Go through the listing below and reproduce it word for word.
*-*-*
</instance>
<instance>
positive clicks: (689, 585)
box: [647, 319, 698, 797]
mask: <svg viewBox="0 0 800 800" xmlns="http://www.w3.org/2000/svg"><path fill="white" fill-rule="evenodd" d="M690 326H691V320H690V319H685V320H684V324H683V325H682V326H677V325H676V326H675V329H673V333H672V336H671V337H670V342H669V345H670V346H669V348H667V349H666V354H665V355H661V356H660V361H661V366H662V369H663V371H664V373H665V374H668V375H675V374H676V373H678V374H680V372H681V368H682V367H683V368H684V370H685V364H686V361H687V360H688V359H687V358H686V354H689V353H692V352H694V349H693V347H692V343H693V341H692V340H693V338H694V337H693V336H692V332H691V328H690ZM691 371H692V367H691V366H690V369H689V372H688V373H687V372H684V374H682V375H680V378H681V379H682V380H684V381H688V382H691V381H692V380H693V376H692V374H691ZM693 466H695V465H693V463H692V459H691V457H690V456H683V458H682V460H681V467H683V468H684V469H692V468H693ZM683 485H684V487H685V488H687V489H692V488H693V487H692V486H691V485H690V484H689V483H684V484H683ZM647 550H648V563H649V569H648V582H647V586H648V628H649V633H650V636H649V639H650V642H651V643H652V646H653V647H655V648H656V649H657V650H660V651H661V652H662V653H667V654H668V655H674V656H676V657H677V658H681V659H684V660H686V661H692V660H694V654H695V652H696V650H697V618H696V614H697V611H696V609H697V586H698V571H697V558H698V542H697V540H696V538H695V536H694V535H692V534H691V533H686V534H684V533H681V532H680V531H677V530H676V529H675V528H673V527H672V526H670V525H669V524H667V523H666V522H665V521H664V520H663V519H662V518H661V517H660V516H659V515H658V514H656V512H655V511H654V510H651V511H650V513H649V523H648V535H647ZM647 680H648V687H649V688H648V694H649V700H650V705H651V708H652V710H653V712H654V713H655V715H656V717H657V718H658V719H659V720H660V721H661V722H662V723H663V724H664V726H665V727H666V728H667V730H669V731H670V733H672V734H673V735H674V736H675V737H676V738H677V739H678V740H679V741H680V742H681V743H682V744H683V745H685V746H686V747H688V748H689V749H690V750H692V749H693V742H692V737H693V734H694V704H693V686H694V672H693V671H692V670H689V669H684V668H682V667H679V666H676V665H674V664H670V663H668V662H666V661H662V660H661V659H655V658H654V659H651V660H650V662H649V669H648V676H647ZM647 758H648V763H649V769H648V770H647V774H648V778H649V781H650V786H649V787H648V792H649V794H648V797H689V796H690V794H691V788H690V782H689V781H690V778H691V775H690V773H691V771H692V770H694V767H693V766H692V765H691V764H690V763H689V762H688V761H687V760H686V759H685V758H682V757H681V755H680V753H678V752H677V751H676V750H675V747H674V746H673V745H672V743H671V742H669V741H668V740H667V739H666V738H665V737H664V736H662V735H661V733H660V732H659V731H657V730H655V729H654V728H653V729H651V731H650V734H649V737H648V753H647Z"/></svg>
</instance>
*-*-*
◆ Result ◆
</instance>
<instance>
positive clicks: (689, 585)
box: [647, 319, 698, 797]
mask: <svg viewBox="0 0 800 800" xmlns="http://www.w3.org/2000/svg"><path fill="white" fill-rule="evenodd" d="M690 326H691V320H690V319H685V320H684V324H683V325H682V326H677V325H676V326H675V329H673V333H672V336H671V337H670V342H669V345H670V346H669V348H667V349H666V354H665V355H661V356H660V361H661V366H662V369H663V371H664V373H665V374H668V375H675V374H676V373H678V374H680V372H681V368H682V367H683V368H684V370H685V364H686V361H687V360H688V359H687V358H686V354H689V353H692V352H694V349H693V347H692V343H693V341H692V340H693V338H694V337H693V336H692V332H691V328H690ZM691 371H692V367H691V366H690V369H689V372H688V373H687V372H684V374H682V375H680V378H681V379H682V380H684V381H688V382H691V381H692V380H693V376H692V374H691ZM693 466H695V465H693V463H692V459H691V457H690V456H683V458H682V460H681V467H683V468H684V469H692V468H693ZM683 485H684V487H685V488H687V489H692V488H693V487H692V486H691V485H690V484H689V483H684V484H683ZM647 550H648V563H649V569H648V582H647V586H648V628H649V633H650V636H649V639H650V642H651V643H652V646H653V647H655V648H656V649H657V650H660V651H661V652H662V653H667V654H668V655H674V656H676V657H677V658H681V659H684V660H686V661H692V660H694V654H695V652H696V650H697V618H696V614H697V611H696V609H697V586H698V571H697V558H698V542H697V540H696V538H695V536H694V535H692V534H691V533H686V534H684V533H681V532H680V531H677V530H676V529H675V528H673V527H672V526H670V525H669V524H667V523H666V522H665V521H664V520H663V519H662V518H661V517H660V516H659V515H658V514H656V512H655V511H654V510H651V511H650V513H649V523H648V535H647ZM647 680H648V687H649V688H648V694H649V700H650V705H651V708H652V710H653V712H654V713H655V715H656V717H657V718H658V719H659V720H660V721H661V722H662V723H663V724H664V726H665V727H666V728H667V730H669V731H670V733H672V734H673V735H674V736H675V737H676V738H677V739H678V740H679V741H680V742H681V743H682V744H683V745H685V746H686V747H688V748H689V749H690V750H692V749H693V742H692V737H693V734H694V704H693V686H694V672H693V671H692V670H689V669H684V668H682V667H679V666H676V665H674V664H670V663H668V662H666V661H662V660H661V659H655V658H654V659H651V660H650V662H649V669H648V676H647ZM647 758H648V763H649V769H648V770H647V774H648V778H649V781H650V786H649V787H648V792H649V794H648V797H689V796H690V794H691V788H690V782H689V781H690V778H691V775H690V773H691V771H692V770H694V767H693V766H692V765H691V764H690V763H689V762H688V761H687V760H686V759H685V758H682V757H681V755H680V753H678V752H677V751H676V750H675V747H674V746H673V745H672V743H671V742H669V741H668V740H667V739H666V738H665V737H664V736H662V735H661V733H660V732H659V731H657V730H655V729H654V728H653V729H651V731H650V734H649V737H648V753H647Z"/></svg>
</instance>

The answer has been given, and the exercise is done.